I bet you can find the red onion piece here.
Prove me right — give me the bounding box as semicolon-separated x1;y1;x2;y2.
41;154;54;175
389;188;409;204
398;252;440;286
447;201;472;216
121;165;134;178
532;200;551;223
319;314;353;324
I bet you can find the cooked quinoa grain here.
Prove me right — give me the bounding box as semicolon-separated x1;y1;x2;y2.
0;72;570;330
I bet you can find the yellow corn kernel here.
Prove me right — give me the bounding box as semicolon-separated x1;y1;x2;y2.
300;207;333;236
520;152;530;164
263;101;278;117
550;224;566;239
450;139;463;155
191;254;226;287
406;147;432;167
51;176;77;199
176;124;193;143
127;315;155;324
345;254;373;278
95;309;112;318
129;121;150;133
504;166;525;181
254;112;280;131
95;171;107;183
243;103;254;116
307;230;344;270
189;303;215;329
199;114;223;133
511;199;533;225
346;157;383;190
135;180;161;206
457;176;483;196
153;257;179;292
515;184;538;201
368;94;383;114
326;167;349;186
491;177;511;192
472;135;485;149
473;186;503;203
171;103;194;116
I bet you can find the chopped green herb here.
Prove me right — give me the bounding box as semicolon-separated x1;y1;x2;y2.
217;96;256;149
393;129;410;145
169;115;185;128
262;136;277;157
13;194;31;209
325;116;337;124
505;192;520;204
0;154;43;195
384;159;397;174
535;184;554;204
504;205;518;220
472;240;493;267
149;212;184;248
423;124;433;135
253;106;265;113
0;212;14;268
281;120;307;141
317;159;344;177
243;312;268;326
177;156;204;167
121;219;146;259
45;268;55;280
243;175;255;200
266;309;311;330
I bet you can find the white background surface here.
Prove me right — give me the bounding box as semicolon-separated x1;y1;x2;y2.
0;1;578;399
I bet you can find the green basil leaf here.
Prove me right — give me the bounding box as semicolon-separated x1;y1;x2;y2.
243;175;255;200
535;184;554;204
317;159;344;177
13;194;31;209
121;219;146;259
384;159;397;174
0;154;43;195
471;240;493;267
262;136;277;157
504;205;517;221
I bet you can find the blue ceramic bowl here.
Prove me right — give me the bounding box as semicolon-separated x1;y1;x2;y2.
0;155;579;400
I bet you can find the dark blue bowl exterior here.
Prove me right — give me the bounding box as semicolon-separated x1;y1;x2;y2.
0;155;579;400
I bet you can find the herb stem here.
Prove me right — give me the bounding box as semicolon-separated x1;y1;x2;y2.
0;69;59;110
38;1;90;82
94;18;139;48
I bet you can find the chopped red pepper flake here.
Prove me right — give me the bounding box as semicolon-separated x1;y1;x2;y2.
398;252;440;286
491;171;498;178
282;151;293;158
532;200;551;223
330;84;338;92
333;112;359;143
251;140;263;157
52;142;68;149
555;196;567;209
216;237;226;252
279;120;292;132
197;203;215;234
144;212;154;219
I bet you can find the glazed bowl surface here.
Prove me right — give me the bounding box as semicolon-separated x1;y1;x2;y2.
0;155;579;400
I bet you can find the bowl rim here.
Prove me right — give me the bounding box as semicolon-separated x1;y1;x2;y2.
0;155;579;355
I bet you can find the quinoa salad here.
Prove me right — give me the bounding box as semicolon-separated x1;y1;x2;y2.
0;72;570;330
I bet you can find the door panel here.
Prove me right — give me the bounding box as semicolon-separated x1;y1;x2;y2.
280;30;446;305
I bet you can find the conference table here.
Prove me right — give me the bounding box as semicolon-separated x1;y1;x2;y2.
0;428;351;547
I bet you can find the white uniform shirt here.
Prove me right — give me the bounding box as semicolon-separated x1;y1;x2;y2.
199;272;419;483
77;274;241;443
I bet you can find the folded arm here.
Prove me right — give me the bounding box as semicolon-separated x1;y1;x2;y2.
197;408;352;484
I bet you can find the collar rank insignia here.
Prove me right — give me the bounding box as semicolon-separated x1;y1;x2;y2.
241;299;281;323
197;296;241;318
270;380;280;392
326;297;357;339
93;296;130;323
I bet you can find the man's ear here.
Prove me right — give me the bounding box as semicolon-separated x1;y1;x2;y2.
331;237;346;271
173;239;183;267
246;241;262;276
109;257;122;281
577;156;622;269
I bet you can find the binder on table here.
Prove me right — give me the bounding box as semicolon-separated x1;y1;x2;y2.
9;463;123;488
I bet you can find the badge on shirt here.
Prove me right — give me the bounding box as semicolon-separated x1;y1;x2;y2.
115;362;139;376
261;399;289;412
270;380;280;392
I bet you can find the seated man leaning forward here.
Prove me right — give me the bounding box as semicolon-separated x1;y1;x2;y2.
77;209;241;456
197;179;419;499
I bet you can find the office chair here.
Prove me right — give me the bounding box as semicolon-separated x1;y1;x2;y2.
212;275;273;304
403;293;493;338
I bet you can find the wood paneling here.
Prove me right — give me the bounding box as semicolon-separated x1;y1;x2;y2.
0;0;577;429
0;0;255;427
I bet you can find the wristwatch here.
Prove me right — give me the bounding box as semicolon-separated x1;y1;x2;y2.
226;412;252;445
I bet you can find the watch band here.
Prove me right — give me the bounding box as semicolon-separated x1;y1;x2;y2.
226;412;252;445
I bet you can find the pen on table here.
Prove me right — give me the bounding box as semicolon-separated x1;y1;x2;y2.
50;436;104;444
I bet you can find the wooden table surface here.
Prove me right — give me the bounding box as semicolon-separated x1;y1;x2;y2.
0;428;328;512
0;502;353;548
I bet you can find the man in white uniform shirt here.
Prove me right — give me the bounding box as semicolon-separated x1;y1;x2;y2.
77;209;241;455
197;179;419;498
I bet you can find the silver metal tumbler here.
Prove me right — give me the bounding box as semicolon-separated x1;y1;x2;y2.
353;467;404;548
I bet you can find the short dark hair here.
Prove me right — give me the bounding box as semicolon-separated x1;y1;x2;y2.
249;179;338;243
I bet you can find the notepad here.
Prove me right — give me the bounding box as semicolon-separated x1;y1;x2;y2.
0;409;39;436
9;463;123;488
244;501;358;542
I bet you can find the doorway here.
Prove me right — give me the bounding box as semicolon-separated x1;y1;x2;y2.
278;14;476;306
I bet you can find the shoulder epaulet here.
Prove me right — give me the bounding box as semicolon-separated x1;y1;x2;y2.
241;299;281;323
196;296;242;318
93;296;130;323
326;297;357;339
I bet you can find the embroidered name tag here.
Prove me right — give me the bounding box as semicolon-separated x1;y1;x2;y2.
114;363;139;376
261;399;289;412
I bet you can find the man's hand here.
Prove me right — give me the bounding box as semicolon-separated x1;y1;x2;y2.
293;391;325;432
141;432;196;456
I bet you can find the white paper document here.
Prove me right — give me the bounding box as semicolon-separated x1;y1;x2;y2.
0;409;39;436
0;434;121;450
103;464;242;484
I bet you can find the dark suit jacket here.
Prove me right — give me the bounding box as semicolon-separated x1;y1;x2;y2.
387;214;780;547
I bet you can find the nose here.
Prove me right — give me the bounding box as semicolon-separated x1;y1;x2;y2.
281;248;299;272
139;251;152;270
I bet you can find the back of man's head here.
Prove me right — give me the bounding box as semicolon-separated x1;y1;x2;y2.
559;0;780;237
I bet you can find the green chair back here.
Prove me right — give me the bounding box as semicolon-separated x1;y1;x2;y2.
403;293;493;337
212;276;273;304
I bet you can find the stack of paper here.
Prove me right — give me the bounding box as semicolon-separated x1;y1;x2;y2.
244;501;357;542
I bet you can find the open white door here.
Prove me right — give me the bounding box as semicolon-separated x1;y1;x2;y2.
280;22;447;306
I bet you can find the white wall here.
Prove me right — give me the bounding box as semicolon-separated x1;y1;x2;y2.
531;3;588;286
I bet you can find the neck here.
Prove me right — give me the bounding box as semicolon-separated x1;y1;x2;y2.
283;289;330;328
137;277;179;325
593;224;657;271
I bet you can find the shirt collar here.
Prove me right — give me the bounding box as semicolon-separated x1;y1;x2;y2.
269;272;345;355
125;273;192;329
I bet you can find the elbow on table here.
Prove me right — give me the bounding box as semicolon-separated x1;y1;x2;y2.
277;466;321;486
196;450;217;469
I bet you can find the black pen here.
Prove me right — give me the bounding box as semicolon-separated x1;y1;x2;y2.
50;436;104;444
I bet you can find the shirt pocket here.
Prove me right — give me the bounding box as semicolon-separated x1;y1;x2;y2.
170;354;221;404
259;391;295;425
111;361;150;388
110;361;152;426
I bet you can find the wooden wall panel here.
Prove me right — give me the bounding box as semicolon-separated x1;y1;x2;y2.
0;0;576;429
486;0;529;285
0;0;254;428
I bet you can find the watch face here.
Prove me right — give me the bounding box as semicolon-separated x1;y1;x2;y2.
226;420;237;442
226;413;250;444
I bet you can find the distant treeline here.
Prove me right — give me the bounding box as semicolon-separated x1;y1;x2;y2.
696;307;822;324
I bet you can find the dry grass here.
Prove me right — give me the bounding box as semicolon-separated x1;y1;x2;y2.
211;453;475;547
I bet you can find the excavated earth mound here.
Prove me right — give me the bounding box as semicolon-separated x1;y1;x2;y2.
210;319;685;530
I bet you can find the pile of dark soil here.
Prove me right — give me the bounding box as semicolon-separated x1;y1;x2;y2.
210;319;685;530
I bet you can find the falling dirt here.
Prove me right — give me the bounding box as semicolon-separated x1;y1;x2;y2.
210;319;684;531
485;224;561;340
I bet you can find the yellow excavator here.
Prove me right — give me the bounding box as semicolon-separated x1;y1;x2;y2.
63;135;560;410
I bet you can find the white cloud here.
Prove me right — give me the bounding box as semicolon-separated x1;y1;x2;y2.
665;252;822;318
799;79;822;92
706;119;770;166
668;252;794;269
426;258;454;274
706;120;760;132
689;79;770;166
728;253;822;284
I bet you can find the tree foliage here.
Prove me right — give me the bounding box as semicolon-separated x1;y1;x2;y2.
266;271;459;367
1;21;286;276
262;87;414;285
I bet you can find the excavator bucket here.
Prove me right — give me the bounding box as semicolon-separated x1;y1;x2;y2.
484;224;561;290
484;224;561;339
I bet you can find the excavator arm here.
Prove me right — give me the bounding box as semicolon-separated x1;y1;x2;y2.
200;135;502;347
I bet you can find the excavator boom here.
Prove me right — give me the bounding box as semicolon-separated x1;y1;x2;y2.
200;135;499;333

**Your objective**.
Look over the material above and report each line holding "uniform".

**Written answer**.
I bet you can find the white uniform shirt here.
I bet you can find the man in white uniform shirt here.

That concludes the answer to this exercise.